(from Koala North West)

What's your background?

I have a personal and professional background in health and social care, I gained my health and social care level 2 in 2014 and whilst this was something I was keen to gain, I still didn’t know what sector I wanted to work in. For a long time I wasn't sure whether it was in a health care or social care, I continued to question this up until my son got sick and required hospital care over 22 months. It was here I truly decided that I wanted to help parents in some way, whether that be in a supporting role or a guidance role (as this is something I would have benefited from when we were experiencing such a difficult time as a family). My eldest son was diagnosed with ADHD in March 2017. This was when I totally dedicated myself to gaining as much information as I could about supporting children with additional needs.

What got you interested in becoming a family coach?

-=-=-

# What the task requires
Resume the Koala North West family coach interview, starting with an answer to its final question.

(Recorded data)
-=-=-

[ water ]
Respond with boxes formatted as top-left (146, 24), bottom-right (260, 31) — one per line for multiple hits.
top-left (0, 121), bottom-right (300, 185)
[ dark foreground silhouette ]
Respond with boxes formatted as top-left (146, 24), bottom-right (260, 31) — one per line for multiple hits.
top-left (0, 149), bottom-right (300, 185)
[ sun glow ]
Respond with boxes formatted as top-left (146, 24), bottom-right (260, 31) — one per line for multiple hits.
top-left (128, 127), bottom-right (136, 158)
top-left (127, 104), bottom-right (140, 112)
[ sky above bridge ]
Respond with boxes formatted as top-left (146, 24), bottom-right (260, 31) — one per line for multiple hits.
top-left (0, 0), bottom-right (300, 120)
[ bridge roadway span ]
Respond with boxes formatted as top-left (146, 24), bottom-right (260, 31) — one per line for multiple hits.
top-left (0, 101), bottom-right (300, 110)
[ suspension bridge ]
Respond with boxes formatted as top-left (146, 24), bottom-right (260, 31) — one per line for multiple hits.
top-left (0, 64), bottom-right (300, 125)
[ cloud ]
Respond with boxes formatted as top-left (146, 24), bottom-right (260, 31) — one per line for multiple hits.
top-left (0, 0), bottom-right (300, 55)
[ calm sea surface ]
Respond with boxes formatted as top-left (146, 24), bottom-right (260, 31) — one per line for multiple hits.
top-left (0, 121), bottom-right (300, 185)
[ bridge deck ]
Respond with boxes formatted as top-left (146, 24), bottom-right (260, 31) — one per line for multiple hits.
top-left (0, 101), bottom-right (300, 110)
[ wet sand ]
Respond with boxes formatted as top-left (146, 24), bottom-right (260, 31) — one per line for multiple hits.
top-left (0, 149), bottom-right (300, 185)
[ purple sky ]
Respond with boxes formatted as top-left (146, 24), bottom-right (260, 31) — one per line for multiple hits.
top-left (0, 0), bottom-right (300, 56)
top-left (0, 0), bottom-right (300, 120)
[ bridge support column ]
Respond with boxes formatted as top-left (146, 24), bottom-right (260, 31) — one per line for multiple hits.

-=-=-

# Answer space
Family Coaching sparked my interest as it's something I’ve not really heard of before; the idea of no waiting lists and being a confidential service is something I think would really benefit the residents of Wirral. I think this is especially true in our current climate - children and family’s wellbeing is the top priority. Being a family coach really excites me and I’m pleased to be part of it.

What bits of family life have you got experience of helping with?

I have experience with health term conditions and long term hospital stays with kids due to my child’s illness - this is something I really struggled with as a mother not only did I have a sick child, I also had a toddler and a partner. I found that finding a healthy balance mentally was a real struggle, it triggered anxiety and depression and on top of that I was still trying to be a mother, partner, employee and student all at the same time. My oldest child began showing signs of ADHD and Autism when he was 2 and although he’s not been diagnosed with Autism he has got ADHD. Coming to terms with my son’s diagnosis was difficult. I became his full-time carer and my world was taken over by him and his diagnosis. In recent years I’ve managed to pull myself away from being absorbed by the world of ADHD and realised my mental health is important too.

What would you say to someone who is 'uuming and ahhing' about signing up?

What have you got to lose? If you’re thinking about it then try it. Think about the positives it can bring and how empowering it will feel to take control and influence your own life.